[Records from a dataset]
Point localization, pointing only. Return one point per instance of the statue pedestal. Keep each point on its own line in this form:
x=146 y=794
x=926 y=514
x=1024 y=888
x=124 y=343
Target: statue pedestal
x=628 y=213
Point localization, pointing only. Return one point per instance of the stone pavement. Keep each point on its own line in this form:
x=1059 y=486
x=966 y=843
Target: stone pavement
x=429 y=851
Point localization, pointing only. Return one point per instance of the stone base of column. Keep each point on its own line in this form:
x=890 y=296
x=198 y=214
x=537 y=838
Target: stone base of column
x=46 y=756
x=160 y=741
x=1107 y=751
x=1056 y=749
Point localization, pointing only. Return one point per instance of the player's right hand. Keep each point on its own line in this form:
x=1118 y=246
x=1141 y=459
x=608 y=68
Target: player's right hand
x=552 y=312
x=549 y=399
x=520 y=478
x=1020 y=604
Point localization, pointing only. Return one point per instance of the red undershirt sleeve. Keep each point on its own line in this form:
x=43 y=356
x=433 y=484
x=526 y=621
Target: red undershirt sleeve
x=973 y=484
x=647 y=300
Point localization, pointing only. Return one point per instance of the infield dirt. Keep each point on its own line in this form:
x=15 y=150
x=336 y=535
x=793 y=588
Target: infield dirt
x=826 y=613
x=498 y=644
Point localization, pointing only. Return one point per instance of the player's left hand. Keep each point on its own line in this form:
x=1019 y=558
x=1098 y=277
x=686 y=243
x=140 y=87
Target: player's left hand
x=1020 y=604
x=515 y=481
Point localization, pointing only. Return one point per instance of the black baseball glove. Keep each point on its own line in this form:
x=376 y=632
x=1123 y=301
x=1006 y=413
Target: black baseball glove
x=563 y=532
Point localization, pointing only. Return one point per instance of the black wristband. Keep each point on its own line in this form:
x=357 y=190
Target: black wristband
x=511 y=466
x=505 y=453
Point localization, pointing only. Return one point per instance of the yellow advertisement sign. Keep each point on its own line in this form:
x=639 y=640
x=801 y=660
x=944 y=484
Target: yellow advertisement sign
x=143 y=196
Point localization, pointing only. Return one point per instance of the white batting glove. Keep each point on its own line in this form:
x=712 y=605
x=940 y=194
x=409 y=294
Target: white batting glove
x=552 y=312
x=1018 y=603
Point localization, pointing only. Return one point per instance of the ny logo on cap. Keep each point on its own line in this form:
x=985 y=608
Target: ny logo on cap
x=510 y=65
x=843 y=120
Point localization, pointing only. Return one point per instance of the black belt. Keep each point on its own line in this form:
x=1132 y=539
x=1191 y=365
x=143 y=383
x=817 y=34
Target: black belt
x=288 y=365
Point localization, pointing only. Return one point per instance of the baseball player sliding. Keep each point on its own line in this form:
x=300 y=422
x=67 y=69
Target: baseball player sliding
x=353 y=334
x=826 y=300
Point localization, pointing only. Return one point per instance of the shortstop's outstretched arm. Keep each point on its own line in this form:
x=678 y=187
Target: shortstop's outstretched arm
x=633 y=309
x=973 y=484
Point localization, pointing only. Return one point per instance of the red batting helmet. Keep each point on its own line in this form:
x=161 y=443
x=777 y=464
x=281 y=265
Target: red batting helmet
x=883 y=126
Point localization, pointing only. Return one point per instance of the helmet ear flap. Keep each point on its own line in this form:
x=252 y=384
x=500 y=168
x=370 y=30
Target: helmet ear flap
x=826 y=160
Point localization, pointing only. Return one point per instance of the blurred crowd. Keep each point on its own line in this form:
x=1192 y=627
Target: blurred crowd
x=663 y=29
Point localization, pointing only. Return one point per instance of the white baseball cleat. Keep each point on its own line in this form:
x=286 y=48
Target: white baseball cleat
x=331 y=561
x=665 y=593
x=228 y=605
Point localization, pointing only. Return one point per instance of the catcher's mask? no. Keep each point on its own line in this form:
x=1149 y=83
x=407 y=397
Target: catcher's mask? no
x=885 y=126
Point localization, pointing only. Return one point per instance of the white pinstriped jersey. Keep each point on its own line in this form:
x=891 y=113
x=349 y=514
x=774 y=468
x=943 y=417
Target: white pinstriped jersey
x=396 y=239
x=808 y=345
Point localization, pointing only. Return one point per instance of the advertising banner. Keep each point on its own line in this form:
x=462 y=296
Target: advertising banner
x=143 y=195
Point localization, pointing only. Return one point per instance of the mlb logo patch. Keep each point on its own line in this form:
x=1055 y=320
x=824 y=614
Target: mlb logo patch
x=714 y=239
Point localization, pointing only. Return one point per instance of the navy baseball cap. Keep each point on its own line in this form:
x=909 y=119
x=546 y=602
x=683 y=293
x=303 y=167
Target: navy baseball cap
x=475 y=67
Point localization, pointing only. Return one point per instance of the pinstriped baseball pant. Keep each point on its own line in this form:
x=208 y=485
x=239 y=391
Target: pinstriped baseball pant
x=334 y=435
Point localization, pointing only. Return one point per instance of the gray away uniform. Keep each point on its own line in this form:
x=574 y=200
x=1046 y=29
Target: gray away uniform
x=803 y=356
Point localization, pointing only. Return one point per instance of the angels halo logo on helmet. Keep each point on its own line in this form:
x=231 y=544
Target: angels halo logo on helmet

• Goal of the exercise
Show the lines of the data that hold the word "halo".

• Solution for this problem
Point localization, pointing only. Return one point per instance of the angels halo logo on helmet. Keep each point on its own line in this form:
Target: angels halo logo on helmet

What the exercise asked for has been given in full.